*** Data supplied Section Begins ***

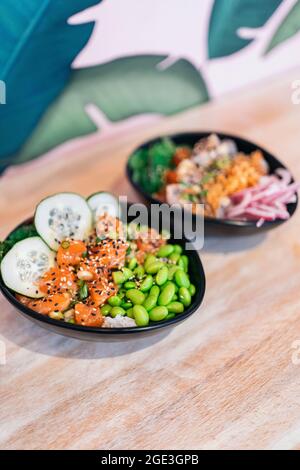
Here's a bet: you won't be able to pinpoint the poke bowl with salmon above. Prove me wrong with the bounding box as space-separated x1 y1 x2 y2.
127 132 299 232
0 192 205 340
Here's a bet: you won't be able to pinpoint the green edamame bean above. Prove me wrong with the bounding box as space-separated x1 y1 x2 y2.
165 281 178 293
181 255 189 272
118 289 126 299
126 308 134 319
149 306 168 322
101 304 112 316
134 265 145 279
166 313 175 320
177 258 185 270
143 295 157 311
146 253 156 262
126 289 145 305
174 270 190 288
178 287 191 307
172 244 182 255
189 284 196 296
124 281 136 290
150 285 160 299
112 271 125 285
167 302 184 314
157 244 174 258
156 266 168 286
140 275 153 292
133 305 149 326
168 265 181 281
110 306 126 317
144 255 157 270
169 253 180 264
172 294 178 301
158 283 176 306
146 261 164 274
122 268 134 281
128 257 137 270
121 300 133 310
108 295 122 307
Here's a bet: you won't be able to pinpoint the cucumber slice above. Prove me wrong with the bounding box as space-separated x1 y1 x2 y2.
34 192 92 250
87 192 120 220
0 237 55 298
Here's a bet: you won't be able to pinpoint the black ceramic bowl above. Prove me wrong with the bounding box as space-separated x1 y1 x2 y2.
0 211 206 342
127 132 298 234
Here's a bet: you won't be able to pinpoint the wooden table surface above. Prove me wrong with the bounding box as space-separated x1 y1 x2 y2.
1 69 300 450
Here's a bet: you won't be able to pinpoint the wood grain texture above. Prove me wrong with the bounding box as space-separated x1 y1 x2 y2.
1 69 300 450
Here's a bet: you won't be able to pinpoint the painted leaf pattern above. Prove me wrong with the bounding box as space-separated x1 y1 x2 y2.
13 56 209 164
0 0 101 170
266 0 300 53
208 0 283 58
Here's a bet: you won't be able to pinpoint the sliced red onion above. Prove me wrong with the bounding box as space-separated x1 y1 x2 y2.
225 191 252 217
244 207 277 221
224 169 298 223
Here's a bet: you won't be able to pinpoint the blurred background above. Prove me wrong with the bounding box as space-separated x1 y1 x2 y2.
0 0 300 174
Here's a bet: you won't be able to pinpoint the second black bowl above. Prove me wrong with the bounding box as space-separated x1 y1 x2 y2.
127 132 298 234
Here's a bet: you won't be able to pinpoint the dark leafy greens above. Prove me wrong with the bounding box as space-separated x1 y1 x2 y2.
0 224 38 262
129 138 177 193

*** Data supplied Section Ends ***

Having found the line with "Here's a bet: you won't be able to pinpoint the painted", please set it down along with every line after it through the end of the material above, exactly and with nothing added.

→ **Response box**:
Here's a bet: you won't be able to pinpoint the painted leaf pattern above. Prove me wrong with the bounding box as space-separated x1 y1 x2 y2.
13 56 209 164
0 0 101 170
266 0 300 53
208 0 283 58
Here's a bet: you won't be able to pinpoint the sliced red onion above. Prove me wrong with the bounding box as space-separated x1 y1 x2 y2.
225 191 252 217
244 207 277 221
224 169 298 223
Here's a bet: you won't be able to pinpoint the blurred background above. Prove me wrong with the bounding box as space-separated x1 y1 x2 y2.
0 0 300 174
Here's a bet: you won't be able to pinpoint the second black bowl above. Prove me wrong with the bounding box as space-separated x1 y1 x2 y2.
127 132 298 234
Here's a bet: you won't be able to pinpoint the dark leafy greens above. Prove me wrong with the bounding box as space-separated x1 y1 x2 y2.
0 224 38 262
129 138 177 193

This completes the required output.